§ **Challenge**
Update the lines below from the line containing "Indicate every instance of the man's hand" down to the line containing "(1150, 620)", changing "double-breasted blazer" to "double-breasted jacket" and leaving everything else as it is. Give back only those lines.

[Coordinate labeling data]

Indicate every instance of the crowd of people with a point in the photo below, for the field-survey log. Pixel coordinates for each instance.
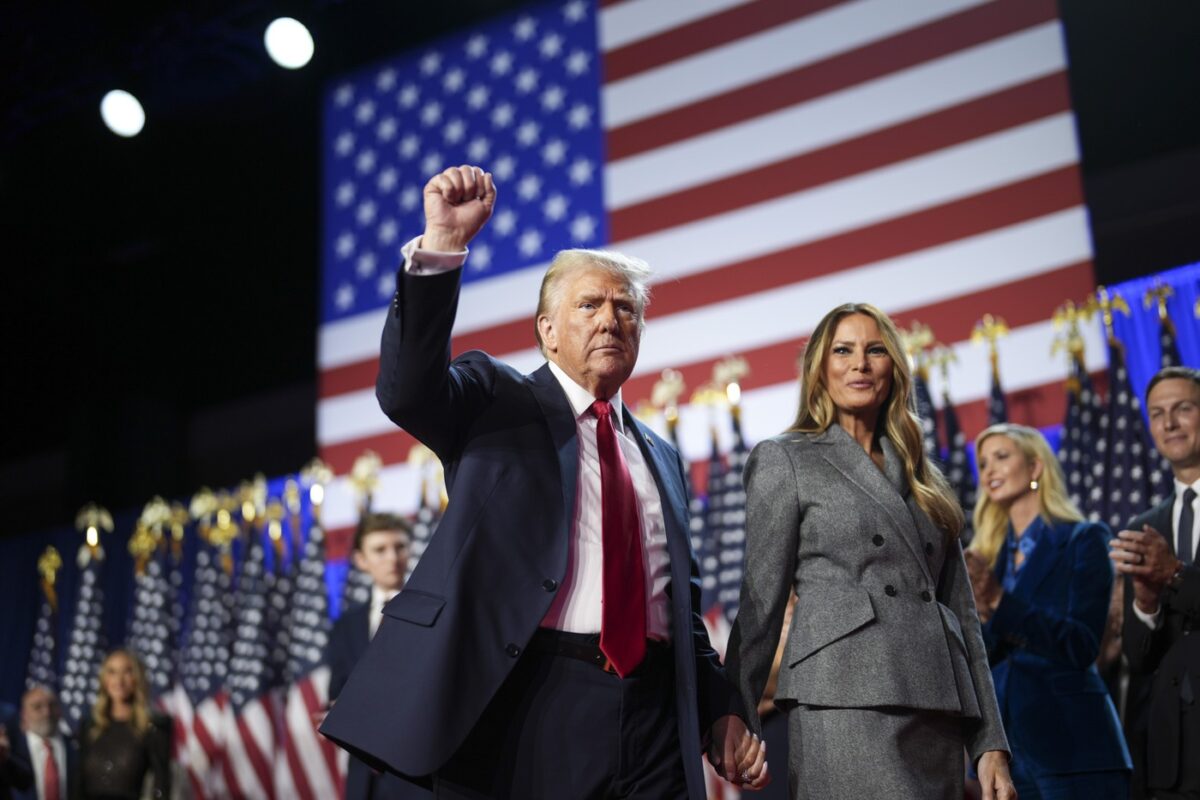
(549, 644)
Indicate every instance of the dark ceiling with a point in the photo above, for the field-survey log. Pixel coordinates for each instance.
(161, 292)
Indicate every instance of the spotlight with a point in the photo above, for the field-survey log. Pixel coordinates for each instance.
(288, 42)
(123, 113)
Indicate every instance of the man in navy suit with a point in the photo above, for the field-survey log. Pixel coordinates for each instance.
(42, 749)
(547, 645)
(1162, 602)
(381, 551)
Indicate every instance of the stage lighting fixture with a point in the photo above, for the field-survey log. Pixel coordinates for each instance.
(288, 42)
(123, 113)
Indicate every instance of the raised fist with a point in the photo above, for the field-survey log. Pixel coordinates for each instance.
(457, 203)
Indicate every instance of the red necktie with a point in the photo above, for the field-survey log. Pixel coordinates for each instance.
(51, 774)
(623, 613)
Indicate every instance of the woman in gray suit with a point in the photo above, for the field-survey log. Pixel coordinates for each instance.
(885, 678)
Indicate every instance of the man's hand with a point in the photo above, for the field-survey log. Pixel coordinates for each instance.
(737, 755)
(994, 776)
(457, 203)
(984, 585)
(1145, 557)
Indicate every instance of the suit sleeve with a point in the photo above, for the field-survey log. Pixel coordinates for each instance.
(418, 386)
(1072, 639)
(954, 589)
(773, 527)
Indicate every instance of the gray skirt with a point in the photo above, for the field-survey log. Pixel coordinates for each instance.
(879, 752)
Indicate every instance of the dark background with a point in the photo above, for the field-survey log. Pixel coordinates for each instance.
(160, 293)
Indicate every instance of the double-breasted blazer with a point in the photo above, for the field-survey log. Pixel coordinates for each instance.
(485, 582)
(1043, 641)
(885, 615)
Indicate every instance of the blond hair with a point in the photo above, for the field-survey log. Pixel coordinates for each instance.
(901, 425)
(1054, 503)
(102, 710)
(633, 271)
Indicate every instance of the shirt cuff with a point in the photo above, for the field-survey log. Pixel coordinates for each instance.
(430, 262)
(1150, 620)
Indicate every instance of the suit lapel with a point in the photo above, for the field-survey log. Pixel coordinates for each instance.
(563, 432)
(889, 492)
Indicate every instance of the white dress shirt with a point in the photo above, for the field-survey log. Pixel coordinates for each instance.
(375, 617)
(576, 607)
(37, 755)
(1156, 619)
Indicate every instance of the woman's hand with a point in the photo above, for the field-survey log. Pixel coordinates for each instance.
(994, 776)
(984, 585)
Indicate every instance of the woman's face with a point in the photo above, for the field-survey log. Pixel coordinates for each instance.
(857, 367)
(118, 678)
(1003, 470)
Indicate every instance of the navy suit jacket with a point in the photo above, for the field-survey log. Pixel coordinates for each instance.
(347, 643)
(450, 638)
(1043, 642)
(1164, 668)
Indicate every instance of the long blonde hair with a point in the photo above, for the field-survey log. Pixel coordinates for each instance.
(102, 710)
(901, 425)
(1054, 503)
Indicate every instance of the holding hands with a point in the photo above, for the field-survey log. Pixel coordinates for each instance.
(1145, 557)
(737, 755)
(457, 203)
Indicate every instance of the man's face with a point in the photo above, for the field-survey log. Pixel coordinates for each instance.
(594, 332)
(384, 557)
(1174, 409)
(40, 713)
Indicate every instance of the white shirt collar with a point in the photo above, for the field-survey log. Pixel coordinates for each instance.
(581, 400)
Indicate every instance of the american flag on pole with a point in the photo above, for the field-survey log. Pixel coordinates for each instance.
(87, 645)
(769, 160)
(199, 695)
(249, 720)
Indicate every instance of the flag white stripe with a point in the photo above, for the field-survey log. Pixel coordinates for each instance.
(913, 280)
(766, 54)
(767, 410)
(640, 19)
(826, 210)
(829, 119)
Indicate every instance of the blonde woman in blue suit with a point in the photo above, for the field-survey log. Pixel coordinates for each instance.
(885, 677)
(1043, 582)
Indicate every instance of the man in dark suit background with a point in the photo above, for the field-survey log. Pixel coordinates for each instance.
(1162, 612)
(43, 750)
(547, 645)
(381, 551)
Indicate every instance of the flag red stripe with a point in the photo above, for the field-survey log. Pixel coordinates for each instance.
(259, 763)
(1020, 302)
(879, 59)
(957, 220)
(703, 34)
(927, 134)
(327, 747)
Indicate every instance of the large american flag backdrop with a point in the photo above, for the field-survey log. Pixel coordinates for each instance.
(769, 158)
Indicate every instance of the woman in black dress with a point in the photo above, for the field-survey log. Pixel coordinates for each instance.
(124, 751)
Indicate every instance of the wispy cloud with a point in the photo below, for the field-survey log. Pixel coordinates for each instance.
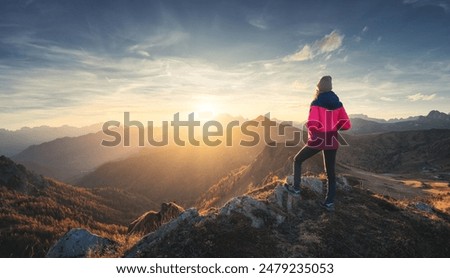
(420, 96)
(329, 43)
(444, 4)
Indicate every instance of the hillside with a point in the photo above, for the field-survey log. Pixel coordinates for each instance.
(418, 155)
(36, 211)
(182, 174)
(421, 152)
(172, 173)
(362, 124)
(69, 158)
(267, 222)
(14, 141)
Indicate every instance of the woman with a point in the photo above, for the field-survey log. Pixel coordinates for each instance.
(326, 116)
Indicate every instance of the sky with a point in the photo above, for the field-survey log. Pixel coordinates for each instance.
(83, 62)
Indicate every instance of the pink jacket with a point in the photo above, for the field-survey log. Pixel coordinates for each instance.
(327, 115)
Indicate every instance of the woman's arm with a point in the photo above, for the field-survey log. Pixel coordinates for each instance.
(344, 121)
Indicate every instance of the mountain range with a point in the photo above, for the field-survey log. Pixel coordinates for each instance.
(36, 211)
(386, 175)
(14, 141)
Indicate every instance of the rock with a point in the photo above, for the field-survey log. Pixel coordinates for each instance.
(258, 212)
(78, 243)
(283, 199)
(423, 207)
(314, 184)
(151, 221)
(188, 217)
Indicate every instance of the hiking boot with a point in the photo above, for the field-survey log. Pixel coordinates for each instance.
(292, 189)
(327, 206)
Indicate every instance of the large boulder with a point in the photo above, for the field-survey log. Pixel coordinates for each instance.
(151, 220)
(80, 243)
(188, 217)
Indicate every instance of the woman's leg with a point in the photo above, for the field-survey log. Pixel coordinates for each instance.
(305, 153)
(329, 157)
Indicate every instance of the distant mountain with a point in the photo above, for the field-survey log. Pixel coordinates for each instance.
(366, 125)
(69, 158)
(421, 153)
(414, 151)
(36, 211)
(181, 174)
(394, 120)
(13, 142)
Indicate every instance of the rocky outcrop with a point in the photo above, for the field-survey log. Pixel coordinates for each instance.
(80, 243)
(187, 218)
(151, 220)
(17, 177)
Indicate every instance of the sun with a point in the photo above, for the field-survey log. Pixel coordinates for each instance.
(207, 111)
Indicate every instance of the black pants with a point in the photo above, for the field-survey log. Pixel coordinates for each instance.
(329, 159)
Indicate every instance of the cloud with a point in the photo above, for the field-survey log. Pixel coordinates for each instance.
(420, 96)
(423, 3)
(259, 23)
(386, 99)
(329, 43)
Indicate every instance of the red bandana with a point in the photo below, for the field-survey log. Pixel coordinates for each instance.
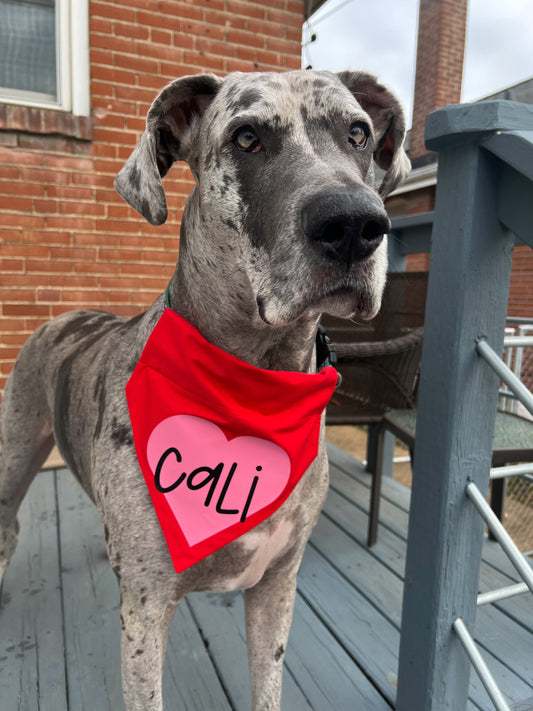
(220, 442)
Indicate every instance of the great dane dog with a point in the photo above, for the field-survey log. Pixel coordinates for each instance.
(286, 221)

§ **Written answer**
Indicate every instance of the man's hand with a point in the photo above, for the field-survey log. Pixel coordinates for each instance.
(737, 755)
(994, 776)
(457, 203)
(984, 585)
(1145, 557)
Indicate every instance of the suit sleeve with a point in the photo above, for the field-survey log. Pixel coordinates for each instance.
(418, 386)
(1072, 639)
(954, 589)
(773, 527)
Indicate every instance of the gray skirt with a point in the photo above, for the field-survey log. Pixel coordinates for each instance.
(879, 752)
Indicate every instance of the dark background with a point in the photo above, for the field-survey log. Pixel coordinates for each instance.
(160, 293)
Indicate every instance of the double-breasted jacket with a point in the photo above, for the field-survey log. Pixel coordinates for each instance.
(485, 582)
(1043, 641)
(885, 615)
Indicate every instance of the blond hair with a point in the photo above, for the field-survey log. Pixel coordinates for each instance.
(901, 425)
(1054, 503)
(102, 710)
(633, 271)
Indicate every instance of the shirt cuff with a point in the photo above, for the field-survey log. Pixel coordinates for each instance.
(430, 262)
(1150, 620)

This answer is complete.